#### RECORDS SUPPLIED ####
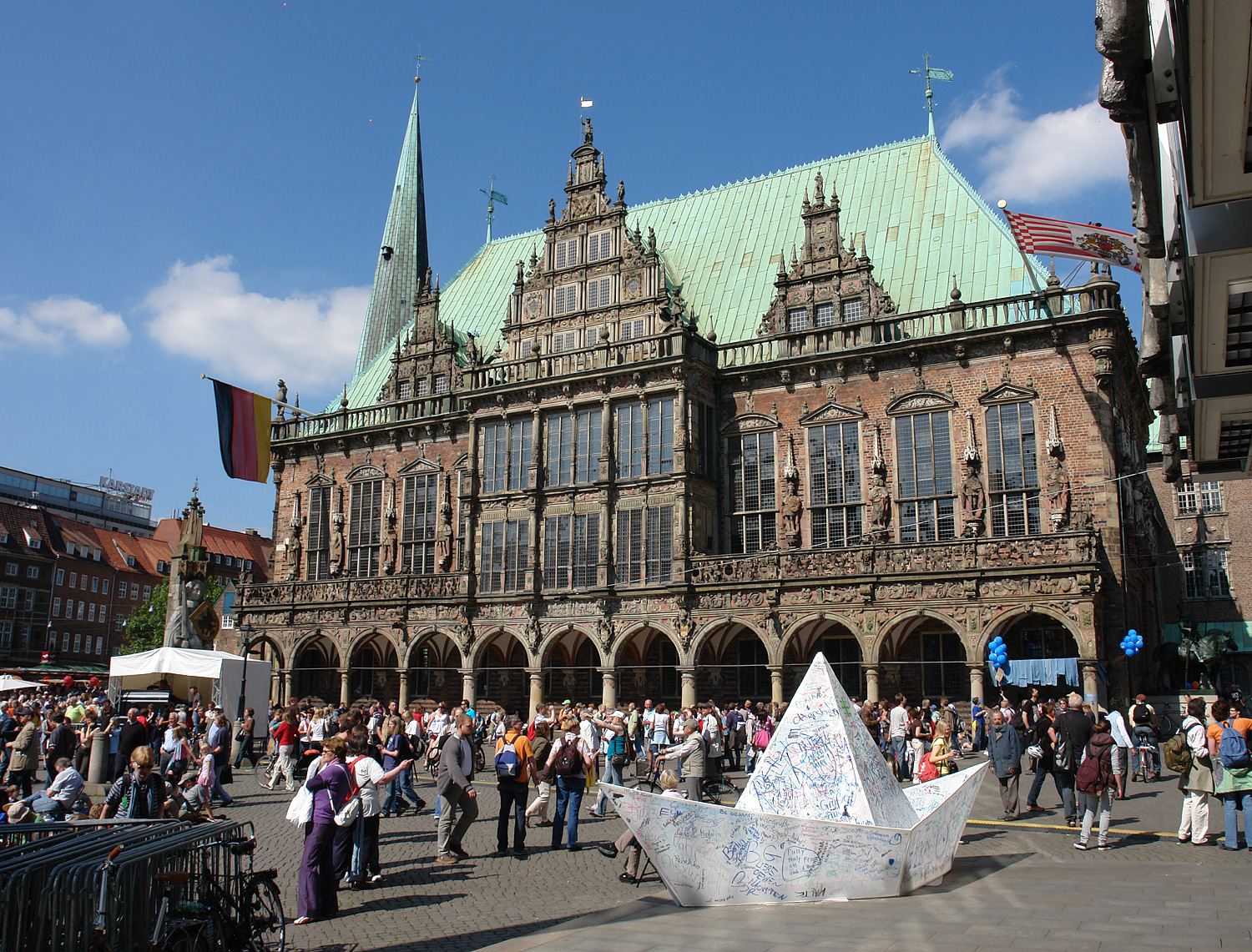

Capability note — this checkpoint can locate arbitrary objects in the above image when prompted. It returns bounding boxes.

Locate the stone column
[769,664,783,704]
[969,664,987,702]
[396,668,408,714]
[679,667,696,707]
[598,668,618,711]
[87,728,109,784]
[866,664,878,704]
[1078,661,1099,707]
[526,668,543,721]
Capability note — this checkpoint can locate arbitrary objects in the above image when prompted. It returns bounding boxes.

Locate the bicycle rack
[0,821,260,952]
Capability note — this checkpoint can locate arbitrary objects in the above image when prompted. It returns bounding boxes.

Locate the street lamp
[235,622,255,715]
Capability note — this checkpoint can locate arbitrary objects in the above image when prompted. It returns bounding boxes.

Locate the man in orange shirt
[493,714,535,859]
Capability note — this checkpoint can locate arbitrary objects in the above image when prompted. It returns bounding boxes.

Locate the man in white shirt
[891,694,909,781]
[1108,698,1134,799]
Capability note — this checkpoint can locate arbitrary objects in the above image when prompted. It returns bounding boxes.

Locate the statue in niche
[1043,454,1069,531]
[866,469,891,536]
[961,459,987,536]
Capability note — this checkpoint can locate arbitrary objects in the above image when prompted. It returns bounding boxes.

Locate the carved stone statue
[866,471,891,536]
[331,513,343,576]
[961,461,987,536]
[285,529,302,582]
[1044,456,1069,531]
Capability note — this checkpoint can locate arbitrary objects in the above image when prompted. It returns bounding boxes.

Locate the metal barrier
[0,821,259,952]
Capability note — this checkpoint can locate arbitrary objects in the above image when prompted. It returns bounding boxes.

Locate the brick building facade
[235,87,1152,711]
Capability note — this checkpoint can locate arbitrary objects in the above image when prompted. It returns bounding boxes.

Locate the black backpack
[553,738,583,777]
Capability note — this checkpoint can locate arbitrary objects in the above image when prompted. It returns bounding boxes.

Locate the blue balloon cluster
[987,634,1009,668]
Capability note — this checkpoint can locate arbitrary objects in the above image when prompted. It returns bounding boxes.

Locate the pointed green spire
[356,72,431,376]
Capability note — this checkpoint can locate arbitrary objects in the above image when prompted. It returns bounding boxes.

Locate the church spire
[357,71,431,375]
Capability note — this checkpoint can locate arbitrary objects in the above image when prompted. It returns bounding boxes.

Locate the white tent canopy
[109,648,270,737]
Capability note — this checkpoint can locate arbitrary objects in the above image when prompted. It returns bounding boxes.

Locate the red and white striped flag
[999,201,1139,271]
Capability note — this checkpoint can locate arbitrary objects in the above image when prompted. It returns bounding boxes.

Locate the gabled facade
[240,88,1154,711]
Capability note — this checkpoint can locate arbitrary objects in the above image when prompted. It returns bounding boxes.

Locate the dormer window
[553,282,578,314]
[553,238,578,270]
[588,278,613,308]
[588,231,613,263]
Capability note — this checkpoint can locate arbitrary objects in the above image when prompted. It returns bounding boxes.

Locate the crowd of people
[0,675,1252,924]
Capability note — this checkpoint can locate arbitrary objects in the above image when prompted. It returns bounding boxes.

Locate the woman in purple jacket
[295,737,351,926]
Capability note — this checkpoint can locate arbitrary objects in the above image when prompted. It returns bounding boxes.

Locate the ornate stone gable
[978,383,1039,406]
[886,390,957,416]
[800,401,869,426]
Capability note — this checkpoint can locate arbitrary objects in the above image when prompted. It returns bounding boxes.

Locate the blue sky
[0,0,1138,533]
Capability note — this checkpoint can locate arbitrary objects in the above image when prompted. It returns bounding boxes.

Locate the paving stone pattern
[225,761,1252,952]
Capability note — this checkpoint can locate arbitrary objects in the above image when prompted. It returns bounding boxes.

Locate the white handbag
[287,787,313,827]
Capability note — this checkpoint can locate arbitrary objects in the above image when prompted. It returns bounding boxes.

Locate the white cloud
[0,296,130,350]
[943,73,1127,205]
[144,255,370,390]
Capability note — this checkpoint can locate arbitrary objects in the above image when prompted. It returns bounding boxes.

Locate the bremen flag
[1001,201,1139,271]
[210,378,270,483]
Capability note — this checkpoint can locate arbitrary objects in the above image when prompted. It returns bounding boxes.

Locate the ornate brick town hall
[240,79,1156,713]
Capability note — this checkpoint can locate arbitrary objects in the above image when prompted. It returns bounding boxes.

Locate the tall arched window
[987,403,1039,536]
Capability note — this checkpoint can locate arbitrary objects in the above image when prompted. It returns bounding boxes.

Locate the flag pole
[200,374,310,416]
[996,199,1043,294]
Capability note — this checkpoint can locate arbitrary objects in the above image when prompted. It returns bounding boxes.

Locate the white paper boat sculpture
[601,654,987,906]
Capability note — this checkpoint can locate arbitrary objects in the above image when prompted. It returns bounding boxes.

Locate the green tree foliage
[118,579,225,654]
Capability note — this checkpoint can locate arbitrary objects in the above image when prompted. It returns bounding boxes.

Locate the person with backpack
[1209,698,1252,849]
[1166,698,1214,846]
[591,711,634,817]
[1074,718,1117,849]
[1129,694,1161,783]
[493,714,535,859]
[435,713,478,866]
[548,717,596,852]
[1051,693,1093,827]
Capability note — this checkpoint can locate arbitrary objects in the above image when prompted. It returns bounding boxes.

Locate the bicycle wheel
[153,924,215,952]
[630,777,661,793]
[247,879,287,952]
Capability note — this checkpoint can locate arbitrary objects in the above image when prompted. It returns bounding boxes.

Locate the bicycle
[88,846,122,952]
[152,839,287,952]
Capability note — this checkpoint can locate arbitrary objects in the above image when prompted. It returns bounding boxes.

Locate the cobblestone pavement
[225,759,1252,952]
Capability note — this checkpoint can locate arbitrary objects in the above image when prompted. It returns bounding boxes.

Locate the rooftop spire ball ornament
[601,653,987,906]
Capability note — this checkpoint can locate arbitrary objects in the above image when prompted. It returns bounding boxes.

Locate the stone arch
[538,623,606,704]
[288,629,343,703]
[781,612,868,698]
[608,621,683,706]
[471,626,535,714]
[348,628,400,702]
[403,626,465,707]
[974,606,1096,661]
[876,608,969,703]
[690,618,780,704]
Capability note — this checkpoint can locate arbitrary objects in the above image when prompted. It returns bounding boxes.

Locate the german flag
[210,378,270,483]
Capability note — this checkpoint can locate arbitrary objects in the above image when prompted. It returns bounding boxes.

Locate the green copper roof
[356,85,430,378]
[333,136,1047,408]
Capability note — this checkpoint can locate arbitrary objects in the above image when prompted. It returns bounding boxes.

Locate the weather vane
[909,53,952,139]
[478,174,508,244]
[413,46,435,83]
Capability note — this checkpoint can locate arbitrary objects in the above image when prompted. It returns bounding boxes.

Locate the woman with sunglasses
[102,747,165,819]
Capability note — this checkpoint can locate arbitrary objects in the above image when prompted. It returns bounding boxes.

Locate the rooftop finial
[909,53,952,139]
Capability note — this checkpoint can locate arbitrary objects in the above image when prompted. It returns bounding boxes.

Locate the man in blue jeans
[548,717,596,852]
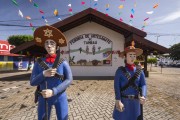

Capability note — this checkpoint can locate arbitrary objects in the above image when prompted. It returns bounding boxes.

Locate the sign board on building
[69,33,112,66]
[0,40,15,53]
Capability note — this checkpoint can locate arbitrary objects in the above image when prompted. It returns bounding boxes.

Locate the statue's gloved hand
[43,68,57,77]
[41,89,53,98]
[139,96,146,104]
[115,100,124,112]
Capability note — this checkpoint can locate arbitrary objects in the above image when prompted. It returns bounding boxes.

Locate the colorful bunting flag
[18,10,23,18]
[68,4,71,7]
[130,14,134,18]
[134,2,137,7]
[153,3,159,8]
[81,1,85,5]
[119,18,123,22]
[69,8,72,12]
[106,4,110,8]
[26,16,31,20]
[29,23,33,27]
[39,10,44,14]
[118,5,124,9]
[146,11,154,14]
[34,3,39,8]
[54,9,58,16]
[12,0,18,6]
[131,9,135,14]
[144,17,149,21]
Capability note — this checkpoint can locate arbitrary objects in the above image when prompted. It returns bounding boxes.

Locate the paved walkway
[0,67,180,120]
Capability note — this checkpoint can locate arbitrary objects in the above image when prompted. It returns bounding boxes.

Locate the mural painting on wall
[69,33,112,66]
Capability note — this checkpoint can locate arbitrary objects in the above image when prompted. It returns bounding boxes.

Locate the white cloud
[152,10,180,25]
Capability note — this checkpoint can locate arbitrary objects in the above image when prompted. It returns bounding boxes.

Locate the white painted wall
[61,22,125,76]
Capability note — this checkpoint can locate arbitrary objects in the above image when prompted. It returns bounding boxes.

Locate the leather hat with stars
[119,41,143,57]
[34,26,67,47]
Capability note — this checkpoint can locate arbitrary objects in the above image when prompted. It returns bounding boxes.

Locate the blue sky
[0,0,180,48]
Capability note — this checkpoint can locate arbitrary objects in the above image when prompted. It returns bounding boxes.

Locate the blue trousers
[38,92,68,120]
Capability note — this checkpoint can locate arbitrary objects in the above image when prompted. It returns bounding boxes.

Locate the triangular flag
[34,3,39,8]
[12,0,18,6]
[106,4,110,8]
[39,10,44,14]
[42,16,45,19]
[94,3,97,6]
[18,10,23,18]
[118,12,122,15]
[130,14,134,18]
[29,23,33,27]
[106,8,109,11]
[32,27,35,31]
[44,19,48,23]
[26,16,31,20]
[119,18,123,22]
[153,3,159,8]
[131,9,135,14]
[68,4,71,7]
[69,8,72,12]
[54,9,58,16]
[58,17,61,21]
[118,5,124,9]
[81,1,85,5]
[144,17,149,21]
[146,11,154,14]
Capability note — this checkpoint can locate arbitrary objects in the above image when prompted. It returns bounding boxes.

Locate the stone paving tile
####
AIM OF THE EXERCISE: Output everything from the start of the lines down to and including the line containing "[1108,698,1134,799]" as a JSON list of strings, one per line, skipping blank lines. Leave the pictures out.

FULL RESPONSE:
[
  "Capability note — this checkpoint can locate arbitrary objects in the above image when prompted. It returns bounding boxes.",
  "Locate the stone column",
  "[769,664,783,704]",
  "[969,664,987,702]",
  "[396,668,408,714]",
  "[679,667,696,707]",
  "[598,668,618,711]",
  "[87,728,109,784]",
  "[866,664,878,704]",
  "[1078,661,1099,707]",
  "[526,668,543,721]",
  "Capability note — this checkpoint can locate arbitrary objects in the above image when prompted. It returns bounding boxes.",
  "Locate the bicycle rack",
  "[0,821,260,952]",
  "Capability note — this checkpoint can locate arbitrary objects in the above image when prompted. It returns bounding boxes.",
  "Locate the street lamp",
  "[235,622,255,715]",
  "Capability note — this checkpoint can locate arbitrary objects in the above image when prompted. It returns bounding boxes.",
  "Locate the man in orange shirt",
  "[493,714,535,859]",
  "Capability note — this checkpoint can locate arbitrary objects in the above image when prompted. It returns bounding boxes.",
  "Locate the man in white shirt",
  "[891,694,909,781]",
  "[1108,698,1134,799]"
]